▶ _What you will do_
Carry on the essay below about Chantal Mouffe's models of democratic politics and conflict in congregations, picking up after its final sentence.

▶ _Extract_
┏━━

Conflict is part of life, and part of congregational life as well. In fact, conflict, the way it is walked through, shapes the very character of congregations. For pastors, church leaders of any kind, how you understand a congregation’s social dynamics shapes the way you lead your congregation in conflict, engaging injustices, and cultivating the Spirit’s work among you. This in turn shapes your congregations.
In this regard, I’ve learned much from political theorist Chantal Mouffe. A post-Marxist, known to elicit some controversy, she writes on the theoretical foundations of democracy. With words like antagonism, agonism, hegemony, dialectic, she’s taught me a bit on how social groups work, form and relate to one another. Most of all, she’s taught me the limits of rational deliberation in politics. Leaders cannot merely argue rationally their congregations out of conflict. Read what follows and see what you think. The two books in the picture are two of her more accessible works. I’ll be drawing from them.
Mouffe’s Three Models of Democratic Politics
Mouffe describes three models of democratic politics: The Aggregative, the Deliberative, and her own proposal, the Agonistic. The Aggregative model sees the social world in economic terms. For Aggregatives, the social is driven by the self-interests of persons and the organization of these interests by/within markets. Democracy, in other words, is determined by (so-called) market-based capitalism. The Deliberative model sees the social world as a collective deliberation conducted rationally and fairly among free and equal individuals. Democracy requires an ethics of coming together on agreed terms for relational deliberation. Think Habermas and his “ideal speech situation” or Rawls’ “original position.” In this world, we can come together, if we just do deliberation right according to ethical guidelines (rules).
For Mouffe, these two political models of conflict resolution are deeply flawed. They ignore a core reality of the way social groups work: “collective identities” are formed via exclusion, the creation of an enemy (she’s playing on Carl Schmitt here). This antagonistic dimension is inherent to all human societies. It is what drives “the political.” And in this collective process, the “passions” of individuals are shaped into identity, the affects of which shape the very constitution of individual selves (Agonistics, p.6). The very identity and passion of individuals is woven into the ideological construction of reality. And so it is impossible to establish a consensus merely on rational terms. You cannot argue your way to consensus.
She proposes instead an agonistic model of society which distinguishes between antagonism and agonism. For Mouffe, the agonistic model moves people from (Schmitt’s) friend/enemy distinction to a distinction of “adversaries.” The friend/enemy distinction, a negation which cannot be overcome dialectically, is reimagined into a relation of adversaries that accepts a set of rules which organizes conflict differently. Such an “Agonistic” model still recognizes the role of passions in the creation of the collective identities, (Agonistics 139), still recognizes the power of groups to form social identities, still even recognizes the role of enemy in forming a political position, but we are able to somehow live alongside one another within groups in an "agonistic pluralism.” Our ways of life and ways of thinking and living can now contest one another in ways that each can challenge one another and grow within a pluralism that recognizes groups social identities but in relation to one another.

┗━━

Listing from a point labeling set
┏━━

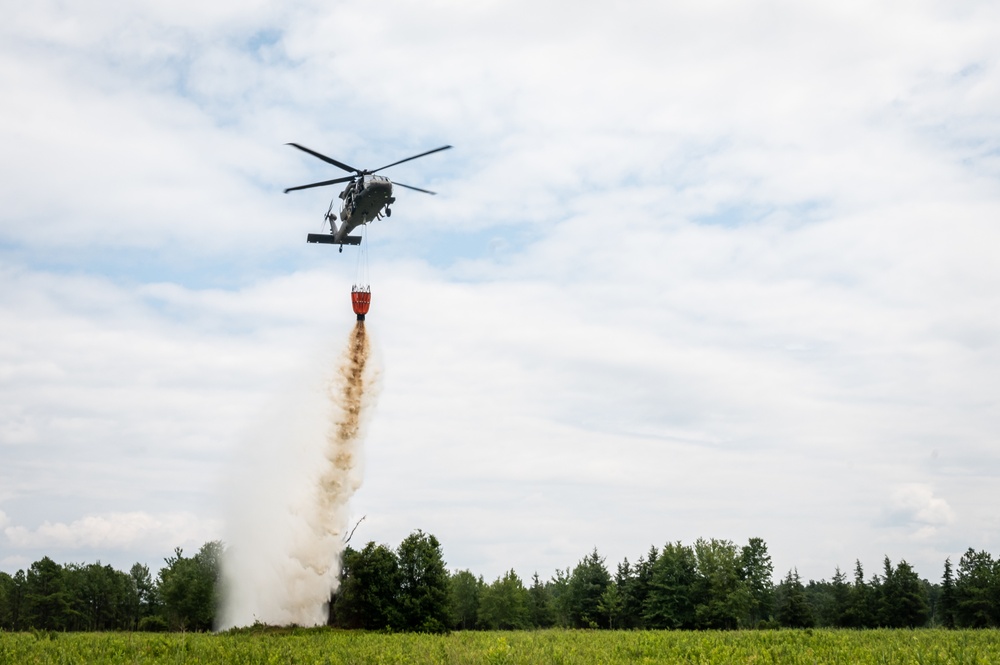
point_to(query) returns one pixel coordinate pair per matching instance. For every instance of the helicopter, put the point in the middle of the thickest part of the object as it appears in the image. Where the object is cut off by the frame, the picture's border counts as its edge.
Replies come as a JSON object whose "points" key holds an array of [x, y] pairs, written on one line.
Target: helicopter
{"points": [[366, 196]]}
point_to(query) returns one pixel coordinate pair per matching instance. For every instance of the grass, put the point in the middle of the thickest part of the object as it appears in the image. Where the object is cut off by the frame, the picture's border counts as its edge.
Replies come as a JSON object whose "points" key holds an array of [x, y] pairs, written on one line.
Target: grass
{"points": [[919, 647]]}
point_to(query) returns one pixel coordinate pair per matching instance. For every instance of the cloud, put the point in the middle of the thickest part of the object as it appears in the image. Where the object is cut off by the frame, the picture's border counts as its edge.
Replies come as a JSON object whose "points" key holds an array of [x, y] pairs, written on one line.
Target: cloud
{"points": [[915, 505], [116, 531]]}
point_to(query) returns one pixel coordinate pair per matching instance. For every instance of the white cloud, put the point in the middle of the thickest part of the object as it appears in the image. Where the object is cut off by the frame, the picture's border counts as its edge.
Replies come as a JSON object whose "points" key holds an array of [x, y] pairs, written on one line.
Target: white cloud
{"points": [[914, 504], [116, 531]]}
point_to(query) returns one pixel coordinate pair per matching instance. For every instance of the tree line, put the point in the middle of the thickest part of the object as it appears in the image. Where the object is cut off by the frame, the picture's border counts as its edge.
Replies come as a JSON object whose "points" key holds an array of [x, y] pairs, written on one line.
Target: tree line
{"points": [[95, 597], [712, 584]]}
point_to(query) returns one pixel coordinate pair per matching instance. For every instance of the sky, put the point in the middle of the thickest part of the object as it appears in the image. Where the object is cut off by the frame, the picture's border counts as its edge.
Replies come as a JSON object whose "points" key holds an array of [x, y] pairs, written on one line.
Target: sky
{"points": [[694, 270]]}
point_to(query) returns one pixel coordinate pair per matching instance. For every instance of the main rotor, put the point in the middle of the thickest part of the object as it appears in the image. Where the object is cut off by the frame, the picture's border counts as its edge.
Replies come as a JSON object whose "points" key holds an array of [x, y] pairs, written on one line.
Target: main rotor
{"points": [[357, 173]]}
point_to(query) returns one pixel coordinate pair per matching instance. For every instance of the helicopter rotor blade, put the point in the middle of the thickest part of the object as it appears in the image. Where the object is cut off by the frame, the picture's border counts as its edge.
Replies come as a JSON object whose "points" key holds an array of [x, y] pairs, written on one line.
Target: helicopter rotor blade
{"points": [[423, 154], [425, 191], [320, 184], [328, 160]]}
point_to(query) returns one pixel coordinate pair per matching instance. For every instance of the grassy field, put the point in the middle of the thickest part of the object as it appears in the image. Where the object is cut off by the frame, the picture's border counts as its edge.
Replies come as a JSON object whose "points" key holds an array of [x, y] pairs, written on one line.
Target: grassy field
{"points": [[549, 646]]}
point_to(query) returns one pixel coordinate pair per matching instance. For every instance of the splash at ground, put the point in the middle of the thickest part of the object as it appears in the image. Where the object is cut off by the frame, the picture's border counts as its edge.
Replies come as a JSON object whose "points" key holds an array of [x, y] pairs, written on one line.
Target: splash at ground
{"points": [[289, 519]]}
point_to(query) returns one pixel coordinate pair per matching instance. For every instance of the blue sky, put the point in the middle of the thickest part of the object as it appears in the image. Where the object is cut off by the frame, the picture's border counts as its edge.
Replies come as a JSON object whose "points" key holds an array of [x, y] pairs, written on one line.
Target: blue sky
{"points": [[694, 270]]}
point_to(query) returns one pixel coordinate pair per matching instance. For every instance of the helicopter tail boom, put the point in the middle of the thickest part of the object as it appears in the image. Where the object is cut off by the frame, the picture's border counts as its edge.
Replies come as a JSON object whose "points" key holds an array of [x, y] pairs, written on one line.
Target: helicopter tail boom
{"points": [[330, 239]]}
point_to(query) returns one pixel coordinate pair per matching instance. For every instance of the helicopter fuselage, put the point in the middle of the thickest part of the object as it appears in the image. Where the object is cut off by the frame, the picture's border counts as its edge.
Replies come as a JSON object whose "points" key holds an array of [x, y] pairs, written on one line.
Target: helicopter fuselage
{"points": [[363, 201]]}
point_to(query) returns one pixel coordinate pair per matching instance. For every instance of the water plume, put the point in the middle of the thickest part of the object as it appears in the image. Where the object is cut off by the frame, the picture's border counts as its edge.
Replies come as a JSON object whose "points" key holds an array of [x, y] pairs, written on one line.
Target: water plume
{"points": [[289, 520]]}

┗━━

▶ _Exercise result_
There’s Alot to Learn from Mouffe About How We Lead Congregations?
I take Mouffe’s theory to be atheistic. That is, I read her as explaining how social groups work when God is not in the picture. Her theory assumes Jesus to be irrelevant (never mentioned) to the way social realities form. She’s not doing (or interested in doing) political theology in any way. Nonetheless, Mouffe’s analysis can inform us on how the world works socially, when God is excluded, and what new possibilities open for politics when God in Christ comes into our social worlds. So I learn from her in two ways. How groups work without God. And what lacks in these groups workings that God in Christ changes when He enters our social worlds. Here’s a few things I learn from her.
1.) Conflict is generative. Mouffe, along with other Marxist/post-Marxist political theorists, show how conflict is a permanent feature of social reality. It is what moves politics forward. It is part of the dialectic at work within social life (ala Marx/Hegel, etc.).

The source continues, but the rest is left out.